**Work to be completed:** Convert the stretch of rows below, from the one containing "white armored knee" through the one containing "[411,186,557,339]", into a Markdown table with the columns No. and Text, giving each row a number and leaving out blank lines.

-*-

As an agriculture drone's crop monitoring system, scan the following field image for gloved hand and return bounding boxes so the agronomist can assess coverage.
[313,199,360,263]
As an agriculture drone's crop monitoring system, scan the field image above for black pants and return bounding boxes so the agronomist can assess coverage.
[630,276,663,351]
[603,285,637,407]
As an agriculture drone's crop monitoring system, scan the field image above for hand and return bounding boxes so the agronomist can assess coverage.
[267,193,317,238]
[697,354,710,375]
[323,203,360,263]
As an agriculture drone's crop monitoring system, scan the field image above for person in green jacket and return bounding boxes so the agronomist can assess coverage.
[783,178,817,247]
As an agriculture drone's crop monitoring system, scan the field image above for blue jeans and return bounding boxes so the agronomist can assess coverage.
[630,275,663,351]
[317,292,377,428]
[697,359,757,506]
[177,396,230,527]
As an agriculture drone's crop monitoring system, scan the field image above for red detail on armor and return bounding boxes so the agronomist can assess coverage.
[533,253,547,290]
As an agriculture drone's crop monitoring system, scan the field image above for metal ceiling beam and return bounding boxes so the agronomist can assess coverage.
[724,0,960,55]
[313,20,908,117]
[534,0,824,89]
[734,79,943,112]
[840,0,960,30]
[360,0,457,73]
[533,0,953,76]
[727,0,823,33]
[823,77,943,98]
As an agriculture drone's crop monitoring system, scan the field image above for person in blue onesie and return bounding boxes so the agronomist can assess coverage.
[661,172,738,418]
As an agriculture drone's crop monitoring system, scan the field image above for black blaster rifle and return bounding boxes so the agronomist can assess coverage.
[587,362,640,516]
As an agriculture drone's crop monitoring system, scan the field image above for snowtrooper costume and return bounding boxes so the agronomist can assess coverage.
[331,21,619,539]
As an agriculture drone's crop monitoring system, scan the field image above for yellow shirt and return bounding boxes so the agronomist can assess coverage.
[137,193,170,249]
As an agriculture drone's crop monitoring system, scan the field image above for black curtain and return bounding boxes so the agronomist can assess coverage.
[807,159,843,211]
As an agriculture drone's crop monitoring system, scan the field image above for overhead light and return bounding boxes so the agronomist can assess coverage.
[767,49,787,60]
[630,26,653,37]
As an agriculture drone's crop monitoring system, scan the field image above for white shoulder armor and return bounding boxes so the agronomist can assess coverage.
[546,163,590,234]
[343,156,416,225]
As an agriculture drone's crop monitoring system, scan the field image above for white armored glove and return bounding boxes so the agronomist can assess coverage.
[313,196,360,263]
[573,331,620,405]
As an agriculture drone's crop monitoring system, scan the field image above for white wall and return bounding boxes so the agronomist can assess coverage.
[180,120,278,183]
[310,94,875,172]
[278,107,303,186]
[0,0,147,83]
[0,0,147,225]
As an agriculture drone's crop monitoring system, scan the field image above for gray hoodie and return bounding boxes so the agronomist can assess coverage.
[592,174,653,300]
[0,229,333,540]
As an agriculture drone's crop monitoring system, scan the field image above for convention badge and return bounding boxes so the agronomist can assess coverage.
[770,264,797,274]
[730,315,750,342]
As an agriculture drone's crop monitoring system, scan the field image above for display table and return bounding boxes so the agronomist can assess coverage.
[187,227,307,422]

-*-

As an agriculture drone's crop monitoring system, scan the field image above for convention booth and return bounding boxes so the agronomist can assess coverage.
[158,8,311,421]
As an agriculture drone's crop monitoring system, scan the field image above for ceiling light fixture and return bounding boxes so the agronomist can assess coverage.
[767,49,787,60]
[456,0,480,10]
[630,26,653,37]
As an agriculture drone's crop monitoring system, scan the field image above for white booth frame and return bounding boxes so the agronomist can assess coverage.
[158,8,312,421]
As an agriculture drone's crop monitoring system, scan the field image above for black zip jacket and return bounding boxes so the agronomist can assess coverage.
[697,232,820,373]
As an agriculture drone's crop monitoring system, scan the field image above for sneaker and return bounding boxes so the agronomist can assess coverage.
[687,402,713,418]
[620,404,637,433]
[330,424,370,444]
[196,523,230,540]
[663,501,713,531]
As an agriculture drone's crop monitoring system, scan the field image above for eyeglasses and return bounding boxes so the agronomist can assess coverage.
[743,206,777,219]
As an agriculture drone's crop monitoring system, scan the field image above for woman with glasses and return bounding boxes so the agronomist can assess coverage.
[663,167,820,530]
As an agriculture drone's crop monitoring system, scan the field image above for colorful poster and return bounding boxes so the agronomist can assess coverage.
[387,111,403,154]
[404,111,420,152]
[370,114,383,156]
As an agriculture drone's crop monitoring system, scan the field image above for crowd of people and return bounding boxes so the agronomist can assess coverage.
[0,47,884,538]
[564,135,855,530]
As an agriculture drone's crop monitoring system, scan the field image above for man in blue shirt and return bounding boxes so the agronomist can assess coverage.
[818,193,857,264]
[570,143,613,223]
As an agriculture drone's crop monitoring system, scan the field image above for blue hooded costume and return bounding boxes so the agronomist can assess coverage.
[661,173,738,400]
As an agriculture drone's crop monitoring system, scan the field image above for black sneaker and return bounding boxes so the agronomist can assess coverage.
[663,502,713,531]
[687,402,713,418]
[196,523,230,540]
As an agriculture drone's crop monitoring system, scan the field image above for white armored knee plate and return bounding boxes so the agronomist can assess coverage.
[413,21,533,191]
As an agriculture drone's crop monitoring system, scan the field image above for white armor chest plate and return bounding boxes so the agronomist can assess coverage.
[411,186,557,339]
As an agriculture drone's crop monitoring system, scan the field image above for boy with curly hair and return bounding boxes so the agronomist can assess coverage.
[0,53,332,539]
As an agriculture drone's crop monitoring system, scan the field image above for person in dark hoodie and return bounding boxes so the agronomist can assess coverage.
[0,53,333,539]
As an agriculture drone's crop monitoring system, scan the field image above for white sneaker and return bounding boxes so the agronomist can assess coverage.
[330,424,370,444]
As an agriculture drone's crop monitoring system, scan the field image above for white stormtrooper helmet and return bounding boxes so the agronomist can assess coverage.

-*-

**Completed exercise:**
| No. | Text |
|---|---|
| 1 | As an agriculture drone's crop monitoring system, scan the field image above for white armored knee plate and return bounding boxes so the agronomist can assess coverage. |
| 2 | [413,21,533,191] |
| 3 | As an agriculture drone's crop monitoring system, scan the field image above for white armor chest plate and return bounding boxes so the agronomist can assess coverage. |
| 4 | [411,186,557,339] |